— BEGIN Task input —
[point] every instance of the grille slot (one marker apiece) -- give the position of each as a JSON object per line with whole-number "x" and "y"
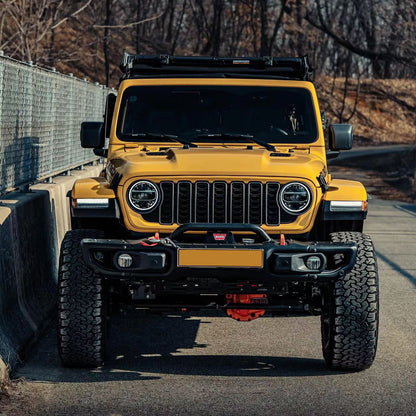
{"x": 220, "y": 202}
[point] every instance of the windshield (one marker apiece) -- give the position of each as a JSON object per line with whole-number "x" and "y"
{"x": 205, "y": 113}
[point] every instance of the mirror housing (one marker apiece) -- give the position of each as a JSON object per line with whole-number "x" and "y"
{"x": 91, "y": 134}
{"x": 109, "y": 110}
{"x": 340, "y": 136}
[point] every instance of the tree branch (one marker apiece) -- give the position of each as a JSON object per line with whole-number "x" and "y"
{"x": 129, "y": 24}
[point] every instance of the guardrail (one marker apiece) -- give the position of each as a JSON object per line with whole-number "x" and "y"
{"x": 40, "y": 115}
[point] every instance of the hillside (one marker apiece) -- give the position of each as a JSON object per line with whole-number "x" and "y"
{"x": 384, "y": 113}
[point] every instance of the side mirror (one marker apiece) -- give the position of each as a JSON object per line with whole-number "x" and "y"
{"x": 91, "y": 134}
{"x": 340, "y": 136}
{"x": 109, "y": 110}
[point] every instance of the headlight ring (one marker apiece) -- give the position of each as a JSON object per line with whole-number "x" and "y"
{"x": 295, "y": 198}
{"x": 143, "y": 196}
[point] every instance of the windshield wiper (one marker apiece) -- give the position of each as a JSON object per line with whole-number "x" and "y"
{"x": 249, "y": 137}
{"x": 158, "y": 136}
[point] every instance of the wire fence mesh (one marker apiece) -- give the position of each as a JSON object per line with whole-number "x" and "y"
{"x": 40, "y": 116}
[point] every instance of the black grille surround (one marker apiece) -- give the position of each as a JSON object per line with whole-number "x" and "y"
{"x": 233, "y": 202}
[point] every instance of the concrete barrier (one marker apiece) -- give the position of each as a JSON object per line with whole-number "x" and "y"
{"x": 32, "y": 226}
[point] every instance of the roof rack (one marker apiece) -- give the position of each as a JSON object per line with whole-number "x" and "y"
{"x": 145, "y": 66}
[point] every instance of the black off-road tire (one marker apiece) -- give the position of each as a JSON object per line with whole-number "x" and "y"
{"x": 349, "y": 323}
{"x": 81, "y": 305}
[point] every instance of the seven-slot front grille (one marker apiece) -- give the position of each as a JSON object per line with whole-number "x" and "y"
{"x": 218, "y": 202}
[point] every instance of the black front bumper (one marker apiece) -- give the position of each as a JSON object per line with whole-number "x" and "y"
{"x": 260, "y": 260}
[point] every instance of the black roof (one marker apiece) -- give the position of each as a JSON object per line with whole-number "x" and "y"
{"x": 162, "y": 66}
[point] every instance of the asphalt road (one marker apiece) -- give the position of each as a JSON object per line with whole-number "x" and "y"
{"x": 212, "y": 365}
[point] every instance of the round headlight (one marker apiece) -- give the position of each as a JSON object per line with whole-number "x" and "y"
{"x": 295, "y": 197}
{"x": 143, "y": 196}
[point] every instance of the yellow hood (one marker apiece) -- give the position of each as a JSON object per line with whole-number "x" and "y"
{"x": 217, "y": 162}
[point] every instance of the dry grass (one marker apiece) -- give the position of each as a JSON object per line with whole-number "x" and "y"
{"x": 385, "y": 111}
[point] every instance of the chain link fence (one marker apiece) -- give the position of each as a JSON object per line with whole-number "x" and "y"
{"x": 40, "y": 116}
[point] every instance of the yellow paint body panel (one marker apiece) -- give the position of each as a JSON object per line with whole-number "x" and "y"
{"x": 92, "y": 188}
{"x": 345, "y": 190}
{"x": 220, "y": 258}
{"x": 218, "y": 162}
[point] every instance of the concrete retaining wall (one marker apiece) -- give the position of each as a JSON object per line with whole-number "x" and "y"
{"x": 32, "y": 226}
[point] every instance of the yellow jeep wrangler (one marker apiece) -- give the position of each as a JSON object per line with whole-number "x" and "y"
{"x": 216, "y": 195}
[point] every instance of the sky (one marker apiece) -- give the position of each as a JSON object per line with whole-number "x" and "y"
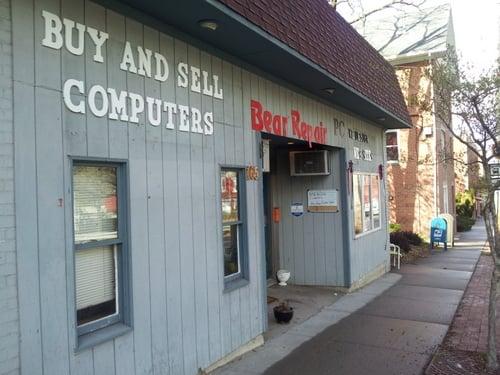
{"x": 477, "y": 29}
{"x": 476, "y": 25}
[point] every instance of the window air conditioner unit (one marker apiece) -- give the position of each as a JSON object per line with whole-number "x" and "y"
{"x": 309, "y": 163}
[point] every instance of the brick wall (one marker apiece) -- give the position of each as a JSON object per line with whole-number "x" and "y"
{"x": 412, "y": 181}
{"x": 9, "y": 321}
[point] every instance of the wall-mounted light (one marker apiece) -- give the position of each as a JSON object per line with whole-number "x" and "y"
{"x": 211, "y": 25}
{"x": 381, "y": 171}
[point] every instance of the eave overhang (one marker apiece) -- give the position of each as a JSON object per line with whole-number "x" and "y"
{"x": 237, "y": 36}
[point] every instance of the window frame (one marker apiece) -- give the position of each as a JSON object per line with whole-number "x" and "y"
{"x": 240, "y": 278}
{"x": 106, "y": 328}
{"x": 373, "y": 228}
{"x": 395, "y": 161}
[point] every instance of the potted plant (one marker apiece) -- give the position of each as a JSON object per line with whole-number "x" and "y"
{"x": 283, "y": 312}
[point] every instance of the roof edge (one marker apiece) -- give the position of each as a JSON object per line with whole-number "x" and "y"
{"x": 252, "y": 26}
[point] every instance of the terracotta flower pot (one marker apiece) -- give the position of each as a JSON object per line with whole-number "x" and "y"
{"x": 283, "y": 314}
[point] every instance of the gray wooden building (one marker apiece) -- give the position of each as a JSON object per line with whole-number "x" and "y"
{"x": 161, "y": 160}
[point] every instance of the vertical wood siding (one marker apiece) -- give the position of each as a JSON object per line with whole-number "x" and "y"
{"x": 182, "y": 318}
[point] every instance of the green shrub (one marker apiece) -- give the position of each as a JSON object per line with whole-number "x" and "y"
{"x": 464, "y": 223}
{"x": 394, "y": 227}
{"x": 398, "y": 238}
{"x": 465, "y": 210}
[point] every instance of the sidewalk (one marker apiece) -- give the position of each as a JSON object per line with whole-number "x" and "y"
{"x": 392, "y": 326}
{"x": 462, "y": 351}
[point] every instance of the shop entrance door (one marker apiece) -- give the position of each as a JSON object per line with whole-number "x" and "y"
{"x": 267, "y": 226}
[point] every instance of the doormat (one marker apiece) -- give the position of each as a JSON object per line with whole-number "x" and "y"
{"x": 271, "y": 299}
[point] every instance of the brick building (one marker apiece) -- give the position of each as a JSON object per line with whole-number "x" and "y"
{"x": 420, "y": 170}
— END Task input —
▶ [Your instructions] Lay out all the items above as a two-column CSV with the headers instruction and points, one row per item, putting each item's text and its answer in separate quoted fields with any line breaks replaced by spaces. Omit the pictures.

▶ [Output of the task]
instruction,points
"[point] every instance of the grille slot (one marker apiece) -- give the position of each as a JSON object per line with whole-number ""x"" and ""y""","{""x"": 220, ""y"": 202}"
"[point] every instance of the windshield (one marker apiece) -- give the position of each as a JSON object per line with whole-number ""x"" and ""y""","{""x"": 205, ""y"": 113}"
"[point] every instance of the mirror housing (one marker apiece) -- give the position of each as a JSON object per line with whole-number ""x"" and ""y""","{""x"": 91, ""y"": 134} {""x"": 109, ""y"": 110} {""x"": 340, ""y"": 136}"
"[point] every instance of the tree branch (one marker apiece) -- give the position of each as a JSON object per line with whole-number ""x"" and ""y""","{""x"": 129, ""y"": 24}"
"[point] every instance of the guardrail (one marker apiece) -- give the position of each as a JSON object per line with whole-number ""x"" and ""y""","{""x"": 40, ""y"": 115}"
"[point] every instance of the hillside (one marker apiece) -- give the position of each as a JSON object per line with whole-number ""x"" and ""y""","{""x"": 384, ""y"": 113}"
"[point] every instance of the side mirror (one marker apiece) -- give the position of each as a JSON object per line with whole-number ""x"" and ""y""","{""x"": 91, ""y"": 134} {""x"": 340, ""y"": 136} {""x"": 109, ""y"": 110}"
"[point] every instance of the headlight ring (one marker apiece) -- give the position of each as a JSON object per line with whole-number ""x"" and ""y""","{""x"": 295, ""y"": 198} {""x"": 143, ""y"": 196}"
"[point] every instance of the windshield wiper (one marker apiece) -- give the position of each as a JSON object per line with whole-number ""x"" and ""y""","{""x"": 249, ""y"": 137} {""x"": 158, ""y"": 136}"
"[point] every instance of the wire fence mesh (one marker apiece) -- give the position of each as a JSON object per line with whole-number ""x"" and ""y""","{""x"": 40, ""y"": 116}"
"[point] every instance of the black grille surround (one marker apiece) -- give the position of each as a JSON object per line with whole-number ""x"" and ""y""","{""x"": 233, ""y"": 202}"
"[point] every instance of the concrete barrier (one marker apiece) -- give the position of each as a JSON object per line with whole-number ""x"" and ""y""","{""x"": 32, ""y"": 226}"
"[point] every instance of the roof rack (one marker apiece) -- give the position of each as a JSON object per line with whole-number ""x"" and ""y""","{""x"": 145, ""y"": 66}"
"[point] every instance of the black off-road tire (one marker apiece) -- give the position of each as a JSON object per line with whole-number ""x"" and ""y""","{""x"": 349, ""y"": 323} {""x"": 81, ""y"": 305}"
"[point] every instance of the seven-slot front grille (one marker apiece) -- give the position of each as a JSON object per line with whole-number ""x"" and ""y""","{""x"": 218, ""y"": 202}"
"[point] every instance of the black front bumper (one marker apiece) -- give the position of each as a JSON object per line with whole-number ""x"" and ""y""","{""x"": 260, ""y"": 260}"
"[point] every instance of the black roof (one marker apiece) -- give the position of each as a JSON object per line with whole-number ""x"" and ""y""","{""x"": 162, ""y"": 66}"
"[point] every instance of the asphalt road (one marker apiece) -- give the position of each as a JSON object per line with whole-number ""x"" and ""y""","{""x"": 212, ""y"": 365}"
"[point] every instance of the round headlight (one marker apiece) -- give the position of each as a JSON object per line with whole-number ""x"" and ""y""","{""x"": 295, ""y"": 197} {""x"": 143, ""y"": 196}"
"[point] every instance of the yellow hood (one marker apiece) -- give the position of each as a JSON object per line with whole-number ""x"" and ""y""","{""x"": 217, ""y"": 162}"
"[point] every instance of the dry grass (one marker apiece) -- give the position of each as a JSON object per line with whole-number ""x"" and ""y""","{""x"": 385, ""y"": 111}"
"[point] every instance of the chain link fence (one marker apiece) -- give the position of each as a JSON object per line with whole-number ""x"" and ""y""","{""x"": 40, ""y"": 116}"
"[point] every instance of the yellow paint body panel (one marker apiece) -- give the position of each as a JSON object per line with whole-number ""x"" and ""y""","{""x"": 92, ""y"": 188} {""x"": 345, ""y"": 190} {""x"": 220, ""y"": 258} {""x"": 218, ""y"": 162}"
"[point] every instance of the concrete retaining wall (one marker apiece) -- give the position of each as a JSON object per line with whole-number ""x"" and ""y""","{""x"": 32, ""y"": 226}"
"[point] every instance of the yellow jeep wrangler (one marker apiece) -- give the position of each as a JSON object per line with whole-number ""x"" and ""y""","{""x"": 216, ""y"": 195}"
"[point] every instance of the sky (one marker apiece) -- give the position of each as a JSON object per line with whole-number ""x"" and ""y""","{""x"": 477, ""y"": 29} {""x"": 476, ""y"": 25}"
"[point] every instance of the window air conditioner unit (one marker apiece) -- give the position of each as a JSON object per line with whole-number ""x"" and ""y""","{""x"": 309, ""y"": 163}"
"[point] every instance of the brick wall (one marker apiece) -- give the position of each as a JSON object per line with whole-number ""x"" and ""y""","{""x"": 412, ""y"": 181} {""x"": 9, ""y"": 321}"
"[point] every instance of the wall-mounted light (one marker apiece) -- give the position of each as a JSON object per line with whole-number ""x"" and ""y""","{""x"": 211, ""y"": 25} {""x"": 381, ""y"": 171}"
"[point] every instance of the eave overhang (one marker apiece) -- give the position of each as a JSON object per line with whole-number ""x"" and ""y""","{""x"": 237, ""y"": 36}"
"[point] every instance of the window frame (one marker apiece) -- give the position of each as a JSON object per line with whole-number ""x"" and ""y""","{""x"": 240, ""y"": 278} {""x"": 106, ""y"": 328} {""x"": 373, ""y"": 228} {""x"": 395, ""y"": 161}"
"[point] every instance of the potted plant (one marker apiece) -- give the position of each as a JSON object per line with whole-number ""x"" and ""y""","{""x"": 283, ""y"": 312}"
"[point] every instance of the roof edge (one marker apiece) -- give the position of each as a JSON object per line with whole-number ""x"" and ""y""","{""x"": 252, ""y"": 26}"
"[point] every instance of the terracotta flower pot (one marker apiece) -- give the position of each as a JSON object per line with whole-number ""x"" and ""y""","{""x"": 283, ""y"": 314}"
"[point] every instance of the gray wooden building (one marker apiece) -- give the position of each as a JSON object per line with whole-number ""x"" and ""y""","{""x"": 161, ""y"": 160}"
"[point] every instance of the vertical wood siding (one marker apiece) -- give the position of each as a JSON object per line with whole-number ""x"" and ""y""","{""x"": 182, ""y"": 318}"
"[point] every instance of the green shrub (one marker apiece) -- give the position of each as a JSON object per line with whole-number ""x"" and ""y""","{""x"": 464, ""y"": 223} {""x"": 394, ""y"": 227} {""x"": 398, ""y"": 238} {""x"": 465, ""y"": 210}"
"[point] every instance of the sidewalk (one marker apiece) -- give the position of each as a JSON object per line with whole-number ""x"" and ""y""","{""x"": 392, ""y"": 326} {""x"": 462, ""y"": 351}"
"[point] every instance of the shop entrance door (one marker apiece) -- give the position of each as a JSON object per line with whole-number ""x"" and ""y""","{""x"": 267, ""y"": 226}"
"[point] every instance of the doormat (one marker apiece) -- give the position of each as a JSON object per line with whole-number ""x"" and ""y""","{""x"": 271, ""y"": 299}"
"[point] every instance of the brick building (one marker apiece) -- give the position of each as a JSON object per line with whole-number ""x"" and ""y""","{""x"": 420, ""y"": 170}"